## begin
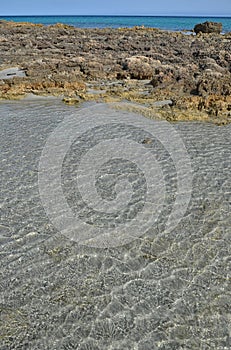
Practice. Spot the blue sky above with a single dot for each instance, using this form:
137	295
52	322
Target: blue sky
117	7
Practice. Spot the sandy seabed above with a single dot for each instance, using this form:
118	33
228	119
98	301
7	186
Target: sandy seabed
161	291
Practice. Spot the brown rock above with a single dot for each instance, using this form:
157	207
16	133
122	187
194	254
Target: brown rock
208	27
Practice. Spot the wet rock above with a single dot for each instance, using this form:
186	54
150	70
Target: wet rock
208	27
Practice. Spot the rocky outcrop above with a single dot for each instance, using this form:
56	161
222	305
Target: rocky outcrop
208	27
142	65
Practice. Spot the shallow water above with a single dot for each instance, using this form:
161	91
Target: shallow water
162	290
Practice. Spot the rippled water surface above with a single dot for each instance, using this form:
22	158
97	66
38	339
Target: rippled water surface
160	291
161	22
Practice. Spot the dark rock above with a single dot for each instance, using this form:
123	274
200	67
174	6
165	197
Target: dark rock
208	27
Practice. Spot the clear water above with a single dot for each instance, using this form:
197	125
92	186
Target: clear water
162	291
166	23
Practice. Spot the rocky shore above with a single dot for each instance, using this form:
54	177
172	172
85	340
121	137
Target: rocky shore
174	75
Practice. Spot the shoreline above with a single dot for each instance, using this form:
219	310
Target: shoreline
139	64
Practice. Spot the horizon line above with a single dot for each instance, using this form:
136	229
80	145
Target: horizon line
117	15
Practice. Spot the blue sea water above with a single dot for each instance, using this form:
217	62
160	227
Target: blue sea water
161	22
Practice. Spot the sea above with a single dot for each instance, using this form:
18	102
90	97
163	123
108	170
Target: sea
114	228
172	23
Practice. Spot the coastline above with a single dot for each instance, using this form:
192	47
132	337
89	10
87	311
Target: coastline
140	65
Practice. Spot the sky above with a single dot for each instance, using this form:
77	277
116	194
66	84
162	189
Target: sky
116	7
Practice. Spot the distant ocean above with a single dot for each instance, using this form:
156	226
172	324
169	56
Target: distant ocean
161	22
## end
### Objective:
Reproduce the full listing faithfully, but do not carry over any pictures.

### Answer to this problem:
Practice. Spot the blue sky above with a single dot for each instance, using this form:
137	295
52	322
Target: blue sky
117	7
Practice. Spot the sandy seabed above with a single dot for each instance, using this form:
118	33
228	119
98	301
7	186
Target: sandy seabed
161	291
Practice. Spot the brown rock above with a single dot for each instance, using this form:
157	207
16	133
122	187
194	254
Target: brown rock
208	27
Practice. Spot the wet rock above with a single dot for each instance, using this form:
186	54
150	70
Target: wet rock
208	27
Practice. Spot the rocky outcrop above with a single dot for each instance, using this form:
56	161
222	305
Target: rocky outcrop
208	27
142	65
Practice. Spot the shallow water above with a single dot for each instance, using this form:
161	91
Target: shallow water
162	290
Practice. Spot the rippled water surface above with a single dot for each instance, using this form:
22	158
97	66
38	339
Target: rippled water surface
160	291
161	22
Practice. Spot the dark rock above with a single dot for each instance, using this form:
123	274
200	67
174	6
165	197
Target: dark rock
208	27
Practice. Spot the clear water above with a single dot for each instance, using this form:
197	125
92	186
Target: clear water
162	291
166	23
Practice. Spot the rocky shore above with a single dot for each instance, using this form:
54	177
172	172
85	340
121	137
Target: rocky shore
174	75
Practice. Spot the shoreline above with a single dot for each instance, using this form:
219	310
Target: shoreline
139	64
Practice. Spot the horizon line above with a single dot for each instance, using this form:
136	229
80	145
Target: horizon line
117	15
Practice. Spot the blue sea water above with a single dot for each instance, using this form:
217	62
160	227
Target: blue sea water
161	22
Practice. Spot the sea above with a single dot for each instance, using this form:
18	102
90	97
163	123
108	170
Target: sea
114	228
172	23
Practice. Spot the coastline above with a single dot for each instance, using this form:
192	47
132	337
89	10
87	311
Target: coastline
140	65
Practice. Spot the sky above with a single dot for each instance, using this form:
77	277
116	194
66	84
162	189
Target: sky
116	7
Practice. Spot the distant ocean above with a single dot for each instance, using this form:
156	226
172	324
169	56
Target: distant ocean
161	22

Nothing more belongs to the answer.